▸ **Metin**:

• Sonuç bulunamadı

2. YÜKSEK YAPILARDA ALT SİSTEMLER

2.3. Servis Alt Sistemi

2.3.4. Otomasyon Sistemi

Bina otomasyon sistemleri ilk olarak seksenli yılların baslarında kullanılmaya başlandı. İlk sistemler yalnızca izlemeye yönelik sistemlerdi ve aktif kontrol fonksiyonları yoktu [79]. Daha sonraki yıllarda elektronikte ki gelişmeler daha hızlı, daha yüksek kapasiteli kontrol cihazlarının kullanılmasına imkan vermiş ve merkezi olarak yürütülen mekanik bina denetiminin yerini, yavaş yavaş elektronik sistemlerle bina dışı koşullar yanısıra, lokal konfor koşullarının da takip edilerek gereksinimlere göre işletiminde esneklik sağlayabilen sistemler almıştır. Böylece konfor kontrol fonksiyonları giderek lokalize olurken, merkezi fonksiyon, lokal kontrol sistemlerinin yönetim ve işletim performansının artırılmasına yönelmiştir [111].

İnternetin yaygınlaşması ile de bina otomasyon sistemleri ve akıllı binalar internet üzerinden izlenebilir ve kontrol edilebilir hale gelmiştir.

▸ **Kayıtlı Bilgiler**:
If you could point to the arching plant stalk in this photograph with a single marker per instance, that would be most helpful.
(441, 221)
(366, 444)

▸ **Görev**: Bina otomasyonu metnindeki "Bina otomasyon sistemleri ilk olarak" diye başlayan paragrafı, ana bilgilerini koruyarak madde listesi halinde yeniden yazın.

▸ **Tam Çözüm**:
- Bina otomasyon sistemleri seksenli yılların başlarında kullanılmaya başladı.
- İlk sistemler yalnızca izlemeye yönelikti ve aktif kontrol fonksiyonları yoktu.
- Sonraki yıllarda elektronikteki gelişmeler, daha hızlı ve daha yüksek kapasiteli kontrol cihazlarının kullanılmasını mümkün kıldı.
- Merkezi olarak yürütülen mekanik bina denetiminin yerini yavaş yavaş elektronik sistemler aldı. Bu sistemler bina dışı koşulları ve lokal konfor koşullarını takip ederek işletimde gereksinimlere göre esneklik sağladı.
- Böylece konfor kontrol fonksiyonları giderek lokalize oldu. Merkezi fonksiyon ise lokal kontrol sistemlerinin yönetim ve işletim performansını artırmaya yöneldi.